- **Task statement**: Render every line of the material below as a JSON array of strings, one string per line, omitting any blank lines.

- **Record excerpts**:
* * * *
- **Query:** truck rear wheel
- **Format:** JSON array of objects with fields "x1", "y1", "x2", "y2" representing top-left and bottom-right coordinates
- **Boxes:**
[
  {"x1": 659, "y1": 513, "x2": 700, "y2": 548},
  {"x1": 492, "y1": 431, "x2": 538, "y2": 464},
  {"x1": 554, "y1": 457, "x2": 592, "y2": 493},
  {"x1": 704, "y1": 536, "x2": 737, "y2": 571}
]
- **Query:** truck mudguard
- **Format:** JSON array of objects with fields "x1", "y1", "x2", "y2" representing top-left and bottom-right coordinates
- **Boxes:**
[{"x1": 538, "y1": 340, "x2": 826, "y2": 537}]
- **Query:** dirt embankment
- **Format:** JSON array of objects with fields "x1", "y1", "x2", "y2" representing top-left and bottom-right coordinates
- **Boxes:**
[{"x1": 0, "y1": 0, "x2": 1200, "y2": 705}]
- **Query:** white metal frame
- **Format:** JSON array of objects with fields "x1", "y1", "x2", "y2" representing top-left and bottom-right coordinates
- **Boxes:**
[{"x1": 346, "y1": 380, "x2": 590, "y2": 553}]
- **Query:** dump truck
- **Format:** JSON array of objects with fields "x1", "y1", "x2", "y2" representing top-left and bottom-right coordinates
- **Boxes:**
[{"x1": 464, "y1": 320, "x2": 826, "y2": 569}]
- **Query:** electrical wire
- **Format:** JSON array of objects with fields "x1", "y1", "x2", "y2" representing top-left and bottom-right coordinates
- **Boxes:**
* * * *
- **Output for this task**:
[
  "- **Query:** truck rear wheel",
  "- **Format:** JSON array of objects with fields \"x1\", \"y1\", \"x2\", \"y2\" representing top-left and bottom-right coordinates",
  "- **Boxes:**",
  "[",
  "  {\"x1\": 659, \"y1\": 513, \"x2\": 700, \"y2\": 548},",
  "  {\"x1\": 492, \"y1\": 431, \"x2\": 538, \"y2\": 464},",
  "  {\"x1\": 554, \"y1\": 457, \"x2\": 592, \"y2\": 493},",
  "  {\"x1\": 704, \"y1\": 536, \"x2\": 737, \"y2\": 571}",
  "]",
  "- **Query:** truck mudguard",
  "- **Format:** JSON array of objects with fields \"x1\", \"y1\", \"x2\", \"y2\" representing top-left and bottom-right coordinates",
  "- **Boxes:**",
  "[{\"x1\": 538, \"y1\": 340, \"x2\": 826, \"y2\": 537}]",
  "- **Query:** dirt embankment",
  "- **Format:** JSON array of objects with fields \"x1\", \"y1\", \"x2\", \"y2\" representing top-left and bottom-right coordinates",
  "- **Boxes:**",
  "[{\"x1\": 0, \"y1\": 0, \"x2\": 1200, \"y2\": 705}]",
  "- **Query:** white metal frame",
  "- **Format:** JSON array of objects with fields \"x1\", \"y1\", \"x2\", \"y2\" representing top-left and bottom-right coordinates",
  "- **Boxes:**",
  "[{\"x1\": 346, \"y1\": 380, \"x2\": 590, \"y2\": 553}]",
  "- **Query:** dump truck",
  "- **Format:** JSON array of objects with fields \"x1\", \"y1\", \"x2\", \"y2\" representing top-left and bottom-right coordinates",
  "- **Boxes:**",
  "[{\"x1\": 464, \"y1\": 320, \"x2\": 826, \"y2\": 569}]",
  "- **Query:** electrical wire",
  "- **Format:** JSON array of objects with fields \"x1\", \"y1\", \"x2\", \"y2\" representing top-left and bottom-right coordinates",
  "- **Boxes:**"
]